Source records
- - -
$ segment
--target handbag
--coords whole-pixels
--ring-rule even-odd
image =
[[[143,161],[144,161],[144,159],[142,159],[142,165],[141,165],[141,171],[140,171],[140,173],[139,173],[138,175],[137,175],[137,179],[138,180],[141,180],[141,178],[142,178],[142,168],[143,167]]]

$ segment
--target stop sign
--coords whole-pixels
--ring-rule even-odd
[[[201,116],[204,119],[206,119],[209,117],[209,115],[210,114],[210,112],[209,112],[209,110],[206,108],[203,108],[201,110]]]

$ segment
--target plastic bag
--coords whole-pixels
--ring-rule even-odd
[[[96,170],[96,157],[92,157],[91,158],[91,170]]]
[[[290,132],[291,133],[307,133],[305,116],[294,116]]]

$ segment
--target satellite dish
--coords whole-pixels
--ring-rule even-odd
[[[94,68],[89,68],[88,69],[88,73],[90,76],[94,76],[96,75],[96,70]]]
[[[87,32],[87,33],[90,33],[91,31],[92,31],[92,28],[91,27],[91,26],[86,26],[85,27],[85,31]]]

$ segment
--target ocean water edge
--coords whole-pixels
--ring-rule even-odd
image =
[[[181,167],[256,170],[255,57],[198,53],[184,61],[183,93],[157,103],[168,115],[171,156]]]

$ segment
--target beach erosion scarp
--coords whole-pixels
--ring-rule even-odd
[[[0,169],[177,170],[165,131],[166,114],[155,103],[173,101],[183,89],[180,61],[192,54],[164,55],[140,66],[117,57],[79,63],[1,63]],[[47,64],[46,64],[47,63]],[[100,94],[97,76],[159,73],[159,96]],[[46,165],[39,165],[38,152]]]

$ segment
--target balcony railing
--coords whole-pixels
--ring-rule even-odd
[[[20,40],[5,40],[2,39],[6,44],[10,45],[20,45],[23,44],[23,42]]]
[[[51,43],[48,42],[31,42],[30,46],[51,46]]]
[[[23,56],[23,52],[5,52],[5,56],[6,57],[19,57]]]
- - -
What you will do
Reproduce every one of the lines above without any alteration.

Output
$ segment
--target handbag
--coords whole-pixels
--ring-rule even-odd
image =
[[[143,161],[144,161],[144,159],[142,159],[142,165],[141,165],[141,171],[140,171],[140,173],[139,173],[138,175],[137,175],[137,179],[138,180],[141,180],[141,178],[142,178],[142,168],[143,167]]]

$ segment
--target stop sign
--coords whole-pixels
--ring-rule even-odd
[[[201,116],[204,119],[206,119],[209,117],[209,115],[210,114],[210,112],[209,112],[209,110],[206,108],[203,108],[201,110]]]

$ segment
--target plastic bag
--coords whole-pixels
--ring-rule even-odd
[[[96,170],[96,157],[92,157],[91,158],[91,170]]]
[[[290,132],[291,133],[307,133],[305,116],[294,116]]]

$ segment
--target satellite dish
--coords whole-pixels
--ring-rule even-odd
[[[94,68],[89,68],[88,69],[88,73],[90,76],[94,76],[96,75],[96,70]]]
[[[87,32],[87,33],[90,33],[91,31],[92,31],[92,28],[91,27],[91,26],[86,26],[85,27],[85,31]]]

$ segment
--target ocean water edge
--coords whole-pixels
--ring-rule even-odd
image =
[[[181,167],[256,170],[255,57],[198,53],[184,61],[183,93],[157,103],[168,115],[171,156]]]

$ segment
--target beach erosion scarp
--coords whole-pixels
--ring-rule even-odd
[[[0,169],[177,170],[165,131],[166,114],[155,103],[173,101],[183,89],[180,61],[192,54],[164,55],[140,66],[117,57],[79,63],[1,63]],[[47,64],[46,64],[47,63]],[[100,94],[97,76],[159,73],[159,96]],[[46,165],[39,165],[38,152]]]

$ segment
--target balcony railing
--coords whole-pixels
--ring-rule even-odd
[[[20,40],[5,40],[2,39],[6,44],[10,45],[20,45],[23,44],[23,42]]]
[[[51,43],[48,42],[31,42],[30,46],[51,46]]]
[[[23,56],[23,52],[5,52],[5,56],[6,57],[19,57]]]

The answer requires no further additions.